**Data shown**.
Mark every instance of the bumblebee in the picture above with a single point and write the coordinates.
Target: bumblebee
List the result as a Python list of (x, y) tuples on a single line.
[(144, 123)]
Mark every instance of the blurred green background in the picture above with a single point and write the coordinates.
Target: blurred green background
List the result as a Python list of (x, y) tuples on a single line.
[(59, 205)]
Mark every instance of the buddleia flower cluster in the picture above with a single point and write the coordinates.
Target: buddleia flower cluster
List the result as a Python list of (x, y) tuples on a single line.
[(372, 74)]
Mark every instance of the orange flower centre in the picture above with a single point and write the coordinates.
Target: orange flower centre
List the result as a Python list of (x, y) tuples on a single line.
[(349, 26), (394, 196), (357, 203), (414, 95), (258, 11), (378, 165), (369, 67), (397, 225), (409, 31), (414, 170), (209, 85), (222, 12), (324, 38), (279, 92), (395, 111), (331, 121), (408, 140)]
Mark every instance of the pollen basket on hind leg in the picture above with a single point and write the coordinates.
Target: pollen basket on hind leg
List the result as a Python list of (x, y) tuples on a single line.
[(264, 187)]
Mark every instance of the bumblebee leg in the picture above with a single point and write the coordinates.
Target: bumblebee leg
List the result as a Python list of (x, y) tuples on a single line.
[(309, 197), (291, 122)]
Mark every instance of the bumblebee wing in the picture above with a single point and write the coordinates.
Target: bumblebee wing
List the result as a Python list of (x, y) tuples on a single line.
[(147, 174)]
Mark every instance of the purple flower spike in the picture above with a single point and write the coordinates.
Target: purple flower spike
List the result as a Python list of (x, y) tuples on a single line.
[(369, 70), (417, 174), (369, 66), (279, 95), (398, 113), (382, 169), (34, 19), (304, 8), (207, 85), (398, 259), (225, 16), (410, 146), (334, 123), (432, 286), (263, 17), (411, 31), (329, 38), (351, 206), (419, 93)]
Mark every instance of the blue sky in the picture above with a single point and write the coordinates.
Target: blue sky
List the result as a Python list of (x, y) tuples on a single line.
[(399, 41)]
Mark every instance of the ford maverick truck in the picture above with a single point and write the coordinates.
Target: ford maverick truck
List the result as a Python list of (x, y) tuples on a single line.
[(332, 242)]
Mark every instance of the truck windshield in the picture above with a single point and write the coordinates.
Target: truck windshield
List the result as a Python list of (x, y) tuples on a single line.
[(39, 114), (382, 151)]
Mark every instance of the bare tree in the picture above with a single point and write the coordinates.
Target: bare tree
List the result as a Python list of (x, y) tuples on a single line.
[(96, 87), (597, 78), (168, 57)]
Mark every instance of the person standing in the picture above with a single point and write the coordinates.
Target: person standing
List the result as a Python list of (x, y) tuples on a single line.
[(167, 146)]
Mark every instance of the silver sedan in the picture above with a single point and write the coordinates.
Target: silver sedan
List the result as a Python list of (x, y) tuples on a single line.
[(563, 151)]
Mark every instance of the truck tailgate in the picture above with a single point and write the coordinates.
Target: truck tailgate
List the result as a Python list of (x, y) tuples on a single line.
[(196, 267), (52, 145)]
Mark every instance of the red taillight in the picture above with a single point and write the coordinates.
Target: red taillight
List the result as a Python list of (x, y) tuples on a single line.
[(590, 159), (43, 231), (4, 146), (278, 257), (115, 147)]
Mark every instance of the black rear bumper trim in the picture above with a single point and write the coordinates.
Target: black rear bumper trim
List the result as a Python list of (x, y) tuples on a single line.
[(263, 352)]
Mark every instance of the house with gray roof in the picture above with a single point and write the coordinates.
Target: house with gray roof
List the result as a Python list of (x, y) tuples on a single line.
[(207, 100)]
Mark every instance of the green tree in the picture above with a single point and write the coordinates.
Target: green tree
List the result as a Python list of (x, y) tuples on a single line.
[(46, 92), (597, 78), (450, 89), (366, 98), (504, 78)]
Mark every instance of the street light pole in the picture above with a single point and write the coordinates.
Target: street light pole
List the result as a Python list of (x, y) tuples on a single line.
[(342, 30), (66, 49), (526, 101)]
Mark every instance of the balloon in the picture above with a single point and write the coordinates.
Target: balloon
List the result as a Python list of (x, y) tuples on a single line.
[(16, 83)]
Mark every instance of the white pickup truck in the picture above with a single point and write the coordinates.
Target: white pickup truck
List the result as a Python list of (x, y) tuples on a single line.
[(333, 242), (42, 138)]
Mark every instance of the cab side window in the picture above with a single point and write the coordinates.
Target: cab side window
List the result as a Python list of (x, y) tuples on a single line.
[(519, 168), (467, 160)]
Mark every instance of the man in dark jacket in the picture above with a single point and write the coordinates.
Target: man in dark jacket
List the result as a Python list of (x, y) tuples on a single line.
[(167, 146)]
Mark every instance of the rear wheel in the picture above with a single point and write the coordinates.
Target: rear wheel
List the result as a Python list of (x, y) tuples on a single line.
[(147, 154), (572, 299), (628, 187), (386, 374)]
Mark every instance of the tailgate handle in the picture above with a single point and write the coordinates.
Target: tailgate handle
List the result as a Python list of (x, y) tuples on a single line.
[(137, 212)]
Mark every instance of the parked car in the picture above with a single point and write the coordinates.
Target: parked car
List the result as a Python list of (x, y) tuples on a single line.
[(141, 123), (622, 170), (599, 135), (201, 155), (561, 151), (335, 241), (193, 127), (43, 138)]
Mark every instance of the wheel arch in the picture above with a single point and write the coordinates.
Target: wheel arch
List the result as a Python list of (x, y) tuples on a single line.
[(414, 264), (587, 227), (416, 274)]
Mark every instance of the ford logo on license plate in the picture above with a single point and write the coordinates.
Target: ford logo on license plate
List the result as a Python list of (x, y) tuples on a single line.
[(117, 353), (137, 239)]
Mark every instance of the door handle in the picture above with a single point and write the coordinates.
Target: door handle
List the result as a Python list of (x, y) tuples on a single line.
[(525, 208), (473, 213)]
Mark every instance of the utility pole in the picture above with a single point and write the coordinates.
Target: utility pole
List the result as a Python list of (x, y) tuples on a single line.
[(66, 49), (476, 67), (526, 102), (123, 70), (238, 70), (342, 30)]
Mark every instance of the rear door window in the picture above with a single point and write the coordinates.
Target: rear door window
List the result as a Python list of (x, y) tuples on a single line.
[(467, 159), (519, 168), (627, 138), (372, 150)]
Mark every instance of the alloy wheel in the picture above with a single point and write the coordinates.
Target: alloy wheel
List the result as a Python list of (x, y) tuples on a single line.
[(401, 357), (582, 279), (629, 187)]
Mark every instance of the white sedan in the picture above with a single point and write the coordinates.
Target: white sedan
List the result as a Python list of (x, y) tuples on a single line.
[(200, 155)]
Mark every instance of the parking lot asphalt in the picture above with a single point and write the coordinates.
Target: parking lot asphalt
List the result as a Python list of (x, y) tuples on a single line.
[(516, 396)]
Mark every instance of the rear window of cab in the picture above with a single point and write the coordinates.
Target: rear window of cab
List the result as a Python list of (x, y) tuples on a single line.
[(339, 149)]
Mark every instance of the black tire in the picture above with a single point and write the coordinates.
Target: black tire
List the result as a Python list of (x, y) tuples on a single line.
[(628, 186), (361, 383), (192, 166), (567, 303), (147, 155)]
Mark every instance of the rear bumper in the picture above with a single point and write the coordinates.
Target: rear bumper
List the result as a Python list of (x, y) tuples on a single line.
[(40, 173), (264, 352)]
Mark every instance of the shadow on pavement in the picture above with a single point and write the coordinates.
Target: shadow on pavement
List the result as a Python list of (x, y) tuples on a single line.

**Exercise requirements**.
Output the entries verbatim.

**Answer below**.
Mark every instance of the bumblebee in the picture above with a single point and write the coordinates.
Target: bumblebee
List the result as a Python list of (x, y) tuples on a single line.
[(144, 123)]
Mark every instance of the blurred green background in the picture above with a single point and write the coordinates.
Target: blurred green background
List the result as a Python list of (x, y) tuples on a single line.
[(59, 205)]
Mark every instance of the buddleia flower cluster in the picture above with a single point and write the coordinates.
Target: buddleia flower cluster
List the result as a Python list of (x, y) tuples on a single line.
[(372, 74)]
Mark every instance of the orange flower centre in the picture above with a single point and write the coordinates.
Target: orange flower centre
List the result as a Python list of (x, y) tuples on a single line.
[(349, 26), (394, 196), (357, 203), (414, 95), (258, 11), (378, 165), (369, 67), (397, 225), (409, 31), (414, 170), (209, 85), (222, 12), (324, 38), (279, 92), (395, 111), (331, 121), (408, 140)]
Mark every instance of the pollen basket on hind leg in the picture above with a single point and write the coordinates.
Target: pollen basket on hind leg
List the result as a Python list of (x, y) tuples on a single line.
[(264, 187)]
Mark every instance of the bumblebee leg in the picture above with a single point and write the coordinates.
Target: bumblebee leg
List the result as a Python list of (x, y) tuples on a single line.
[(309, 197), (291, 122)]
Mark every instance of the bumblebee wing in the picture above with a single point and write the coordinates.
Target: bumblebee wing
List the result as a Python list of (x, y) tuples on a single line.
[(147, 174)]
Mark every instance of the purple flower spike in the picture above with a single point and write the coordinates.
Target: purple flower spike
List the result as a Python list of (x, y) tuples on a single line.
[(369, 70), (417, 174), (369, 66), (279, 95), (398, 113), (382, 169), (34, 19), (304, 8), (207, 85), (398, 259), (225, 16), (410, 146), (334, 123), (432, 286), (263, 17), (411, 31), (329, 38), (351, 206), (419, 93)]
Mark every instance of the blue sky in the picture above with a single point and write the coordinates.
Target: blue sky
List the result as a Python list of (x, y) tuples on a single line.
[(399, 41)]
Mark every instance of the ford maverick truck in the picture above with a single point and write the coordinates.
Target: ford maverick truck
List the result as a Python list of (x, y) tuples on a single line.
[(332, 242)]
Mark every instance of the truck windshield in the picture above with a single point and write the coordinates.
Target: truck windshield
List the result as a Python list of (x, y) tuples on a single line.
[(39, 114), (382, 151)]
Mark every instance of the bare tree in the picture above with a single point and write the coordinates.
Target: bare tree
List the result as a Python list of (x, y) tuples on a single line.
[(96, 87), (597, 78), (168, 57)]
Mark every instance of the person standing in the picture above with a single point and write the coordinates.
Target: person standing
List the result as a Python list of (x, y) tuples on a single line.
[(167, 146)]
Mark every instance of the silver sedan in the picture above with a single point and write the coordinates.
Target: silver sedan
List the result as a Python list of (x, y) tuples on a single line.
[(563, 151)]
Mark every instance of the truck tailgate in the picture above with a single point and write the coordinates.
Target: truck tailgate
List the result as a Python list of (x, y) tuples on a single line.
[(196, 267), (52, 145)]
Mark every instance of the red taillight in the picture above with a single point and write the coordinates.
Target: red taillight
List the result as a Python list of (x, y) tuples on a single line.
[(590, 159), (43, 231), (4, 146), (278, 257), (115, 147)]
Mark every instance of the black rear bumper trim in the picture above with a single point and write the coordinates.
Target: black rear bumper trim
List the result as a Python list of (x, y) tuples on a single line.
[(263, 352)]
Mark every instance of the house with gray roof in the picture above with a single point and write the coordinates.
Target: house with gray roof
List the result as a Python list of (x, y) tuples on a single line.
[(207, 100)]
Mark every instance of the green tree in the picture above with a single point and write the coordinates.
Target: green tree
List the result as a Python list of (x, y) tuples on a single line.
[(46, 92), (597, 78), (450, 89), (366, 98), (504, 78)]
Mark every instance of the street light pole in the picture above with a single point and write the coordinates.
Target: street light pole
List the result as a Python list of (x, y) tuples on a single line.
[(342, 30), (66, 49), (526, 101)]
Mark every instance of the balloon in the picture above with a single point and write the coordinates.
Target: balloon
List the result as a Python list of (x, y) tuples on a single line.
[(16, 83)]
Mark every instance of the white pickup truck in the picture above with a single point and write the coordinates.
Target: white pickup truck
List the result as a Python list of (x, y) tuples on a single line.
[(333, 242), (42, 138)]
Mark every instance of the cab side window in the picture above with a single point and write the coordinates.
Target: cab side window
List the result as a Python list of (x, y) tuples on a single line.
[(519, 168), (467, 160)]
Mark every instance of the man in dark jacket in the picture above with a single point and write the coordinates.
Target: man in dark jacket
List the result as a Python list of (x, y) tuples on a single line.
[(167, 146)]
Mark every instance of the rear wheel in the picture above with a single point and write the coordinates.
Target: rear wheel
List the result as a Python list of (x, y) tuples on a single line.
[(147, 154), (572, 299), (628, 187), (386, 374)]
Mark every instance of the tailgate handle in the picture above with a single point and write the coordinates.
Target: tailgate handle
List the result as a Python list of (x, y) tuples on a single line.
[(137, 212)]
Mark every instance of the parked car in the picture above with a single point and write the coordinates.
Target: parked car
List the result as a Python list of (x, y) tuples on a single line.
[(141, 123), (622, 170), (599, 135), (201, 155), (561, 151), (335, 241), (193, 127), (43, 138)]
Mark every instance of the wheel arch in the picture above with a single point and write the coordinates.
Target: wheel arch
List the result as a Python list of (x, y) tuples on a single line.
[(414, 264), (587, 227), (416, 274)]
Mark every instance of the ford logo on license plate in the picture above with a single point and write the coordinates.
Target: ford logo on license plate
List the result as a Python list of (x, y) tuples on a single line.
[(117, 353), (137, 239)]
Mark every instance of the door handle in the picture above with a single point and write the coordinates.
Target: door handle
List the result as a Python list of (x, y) tuples on a single line.
[(525, 208), (473, 213)]
Mark every instance of the utility pole in the picture above with a single point and write the coordinates.
Target: utility pole
List the result as a Python list of (x, y) tuples on a single line.
[(66, 49), (476, 67), (526, 102), (123, 70), (238, 70), (342, 30)]
Mark every instance of the rear door window in the picture above with a single point and write the coordinates.
Target: rear door window
List the result as a Python list of (x, y) tuples on a single line.
[(467, 159), (519, 168), (627, 138), (372, 150)]
Mark every instance of the alloy wheel in the picture above with a single point and write the coordinates.
Target: alloy wheel
List the result as a Python list of (x, y) tuples on a single line.
[(401, 357), (582, 279), (629, 187)]
Mark every instance of the white sedan in the picture above with a single point and write the coordinates.
Target: white sedan
List the result as a Python list of (x, y) tuples on a single line.
[(200, 155)]
Mark every instance of the parking lot asphalt in the picture above with a single point and write the coordinates.
Target: parking lot asphalt
List the result as a Python list of (x, y) tuples on a single line.
[(516, 396)]
Mark every instance of the rear window of cab in the picture above with a single point and write the coordinates.
Target: rear window of cab
List the result as a Python list of (x, y) tuples on a single line.
[(339, 149)]
Mark every instance of the black tire in the picture above with a single point and write the coordinates.
Target: black tire
List the result as a Python list of (x, y) tuples on a single line.
[(628, 186), (361, 383), (192, 166), (567, 303), (147, 155)]
Mark every instance of the rear bumper in the picture above with a single point and write the coordinates.
Target: rear bumper
List the result as a Python list of (x, y) tuples on a single line.
[(40, 173), (264, 352)]
Mark every instance of the shadow on pavement in the picture above with a single point and write the coordinates.
Target: shadow on pavement
List the result as a Python list of (x, y) tuples on a single line.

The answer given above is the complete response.